Retype all of the data exactly as given.

● Dataset items:
-.-.-

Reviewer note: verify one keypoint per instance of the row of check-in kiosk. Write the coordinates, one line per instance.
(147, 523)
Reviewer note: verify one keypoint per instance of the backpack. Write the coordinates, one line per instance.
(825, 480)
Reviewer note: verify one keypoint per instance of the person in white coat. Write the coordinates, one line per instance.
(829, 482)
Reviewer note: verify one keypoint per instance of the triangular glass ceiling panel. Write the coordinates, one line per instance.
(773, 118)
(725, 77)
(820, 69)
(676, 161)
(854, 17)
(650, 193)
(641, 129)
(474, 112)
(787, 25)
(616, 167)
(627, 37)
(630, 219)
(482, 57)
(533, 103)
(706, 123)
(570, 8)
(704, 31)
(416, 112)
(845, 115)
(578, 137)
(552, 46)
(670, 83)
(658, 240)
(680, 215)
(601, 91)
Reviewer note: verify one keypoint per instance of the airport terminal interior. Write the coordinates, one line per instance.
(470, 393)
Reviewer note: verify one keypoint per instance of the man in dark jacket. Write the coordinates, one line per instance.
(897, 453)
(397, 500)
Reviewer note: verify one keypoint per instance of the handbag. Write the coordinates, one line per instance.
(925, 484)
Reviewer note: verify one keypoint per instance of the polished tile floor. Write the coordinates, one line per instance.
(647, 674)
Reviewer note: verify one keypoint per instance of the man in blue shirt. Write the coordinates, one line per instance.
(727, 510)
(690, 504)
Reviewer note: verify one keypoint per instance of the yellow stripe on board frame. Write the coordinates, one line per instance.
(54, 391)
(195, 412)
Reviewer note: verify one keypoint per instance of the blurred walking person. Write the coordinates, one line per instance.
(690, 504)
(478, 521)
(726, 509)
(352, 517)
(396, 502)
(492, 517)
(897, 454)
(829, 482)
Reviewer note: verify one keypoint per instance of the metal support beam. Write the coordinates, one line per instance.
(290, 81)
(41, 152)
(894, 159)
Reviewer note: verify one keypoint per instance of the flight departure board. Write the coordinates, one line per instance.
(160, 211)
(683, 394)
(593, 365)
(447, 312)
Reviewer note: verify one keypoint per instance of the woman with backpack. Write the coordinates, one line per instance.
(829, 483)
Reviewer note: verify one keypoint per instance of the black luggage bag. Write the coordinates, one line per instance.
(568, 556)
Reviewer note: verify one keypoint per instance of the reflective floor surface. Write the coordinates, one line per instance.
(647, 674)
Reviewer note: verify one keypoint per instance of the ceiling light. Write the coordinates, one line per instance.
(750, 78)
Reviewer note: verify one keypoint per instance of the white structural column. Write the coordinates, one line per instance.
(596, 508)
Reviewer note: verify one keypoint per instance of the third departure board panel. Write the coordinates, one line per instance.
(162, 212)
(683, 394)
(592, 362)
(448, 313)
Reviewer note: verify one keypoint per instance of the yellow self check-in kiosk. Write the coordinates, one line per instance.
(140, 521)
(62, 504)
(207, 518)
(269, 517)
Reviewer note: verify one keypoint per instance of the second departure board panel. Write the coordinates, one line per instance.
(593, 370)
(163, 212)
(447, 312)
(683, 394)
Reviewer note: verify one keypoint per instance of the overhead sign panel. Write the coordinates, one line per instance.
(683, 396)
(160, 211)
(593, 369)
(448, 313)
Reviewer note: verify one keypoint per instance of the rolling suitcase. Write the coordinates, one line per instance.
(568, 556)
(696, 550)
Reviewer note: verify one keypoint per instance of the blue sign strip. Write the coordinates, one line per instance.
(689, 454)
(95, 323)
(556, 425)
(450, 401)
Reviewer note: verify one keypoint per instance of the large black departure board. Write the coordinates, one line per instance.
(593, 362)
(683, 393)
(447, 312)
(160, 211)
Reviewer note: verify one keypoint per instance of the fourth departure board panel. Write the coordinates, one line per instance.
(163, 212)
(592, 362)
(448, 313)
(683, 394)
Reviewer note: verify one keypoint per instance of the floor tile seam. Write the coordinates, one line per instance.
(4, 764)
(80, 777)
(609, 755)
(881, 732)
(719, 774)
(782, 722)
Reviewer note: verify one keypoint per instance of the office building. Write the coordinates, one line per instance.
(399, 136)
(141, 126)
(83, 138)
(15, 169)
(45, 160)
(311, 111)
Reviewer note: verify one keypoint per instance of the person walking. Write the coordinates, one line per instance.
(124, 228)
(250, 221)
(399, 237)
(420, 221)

-.-.-

● Exercise response:
Reviewer note: verify one keypoint per instance of the row of check-in kiosk. Write the coordinates, one line per instance.
(147, 523)
Reviewer note: verify one keypoint per instance of the backpack. Write the coordinates, one line per instance.
(825, 480)
Reviewer note: verify one keypoint per instance of the person in white coat. Write the coordinates, one line per instance.
(829, 482)
Reviewer note: verify one keypoint per instance of the triangular glass ceiling panel. Write the coordinates, one line per instance.
(773, 118)
(725, 77)
(820, 69)
(676, 161)
(854, 17)
(650, 193)
(641, 129)
(474, 112)
(787, 25)
(616, 167)
(627, 37)
(630, 219)
(482, 57)
(533, 103)
(706, 123)
(570, 8)
(704, 31)
(416, 112)
(845, 115)
(578, 137)
(552, 46)
(670, 83)
(658, 240)
(680, 215)
(601, 91)
Reviewer note: verify one keypoint per instance of the airport terminal interior. Write the coordinates, one line per instance.
(470, 393)
Reviewer note: verify one keypoint per instance of the man in dark jacket. Write the coordinates, one line per instance.
(897, 453)
(397, 500)
Reviewer note: verify one keypoint per instance of the handbag. Write the coordinates, one line per instance.
(925, 484)
Reviewer note: verify one keypoint per instance of the polished tile floor. Write the coordinates, one line per instance.
(647, 674)
Reviewer note: verify one keypoint per instance of the man in blue shirt. Write the coordinates, one line per instance.
(727, 510)
(690, 504)
Reviewer note: verify one keypoint per instance of the yellow stripe on board frame. Write the coordinates, one line per instance.
(54, 391)
(195, 412)
Reviewer note: verify one keypoint per instance of the blurred walking person. Write the coordinates, one line per instance.
(690, 504)
(478, 521)
(726, 509)
(352, 517)
(396, 502)
(492, 517)
(897, 454)
(829, 482)
Reviewer note: verify one keypoint per instance of the metal support beam. Write the coordinates, one line per instance.
(290, 81)
(41, 152)
(894, 159)
Reviewer note: verify one keypoint per instance of the flight departure board. Write the coordinates, one line per instance.
(160, 211)
(683, 394)
(593, 365)
(447, 312)
Reviewer note: verify one keypoint per instance of the woman with backpack. Write the coordinates, one line per instance.
(829, 483)
Reviewer note: verify one keypoint per instance of the black luggage bag. Write the coordinates, one line per instance.
(568, 556)
Reviewer note: verify one keypoint per instance of the reflective floor surface. Write the coordinates, one line per instance.
(647, 674)
Reviewer note: verify one keypoint per instance of the ceiling light. Write the coordinates, one line per instance.
(750, 78)
Reviewer note: verify one keypoint per instance of the white structural column. Write the coordinates, one line per instance.
(596, 508)
Reviewer note: verify one keypoint per instance of the third departure board panel. Write the coordinates, one line per instance.
(162, 212)
(683, 394)
(592, 362)
(448, 313)
Reviewer note: verify one keypoint per instance of the yellow self check-in kiosk. Write the coordinates, one line per instance.
(140, 521)
(62, 504)
(207, 518)
(269, 517)
Reviewer note: verify one keypoint per instance of the second departure board panel. Write the coordinates, one line per instance.
(593, 370)
(163, 212)
(447, 312)
(683, 394)
Reviewer note: verify one keypoint per instance of the overhead sign panel. Write the coordinates, one line per instance.
(683, 396)
(160, 211)
(593, 369)
(448, 313)
Reviewer note: verify one keypoint per instance of the rolling suitcase. Write the coordinates, one line per instance.
(568, 556)
(696, 550)
Reviewer note: verify one keypoint per instance of the blue sign strip. Write the coordinates, one line per instance.
(689, 454)
(95, 323)
(556, 425)
(450, 401)
Reviewer note: verify one keypoint per instance of the large black departure board. Write the coordinates, one line per instance.
(593, 362)
(683, 393)
(447, 312)
(160, 211)
Reviewer note: verify one keypoint per instance of the fourth departure board panel. Write the coordinates, one line per instance.
(163, 212)
(592, 362)
(448, 313)
(683, 394)
Reviewer note: verify one keypoint per instance of the floor tile seam. Write the coordinates, one line per instance.
(4, 764)
(80, 777)
(609, 755)
(881, 732)
(719, 774)
(782, 722)
Reviewer note: verify one keypoint per instance of the office building. Write the coordinates, one line per instance.
(399, 136)
(141, 126)
(83, 138)
(15, 169)
(45, 160)
(311, 111)
Reviewer note: verify one keypoint per instance of the person walking. Write the coordinates, one line per instance.
(124, 228)
(250, 221)
(399, 237)
(420, 221)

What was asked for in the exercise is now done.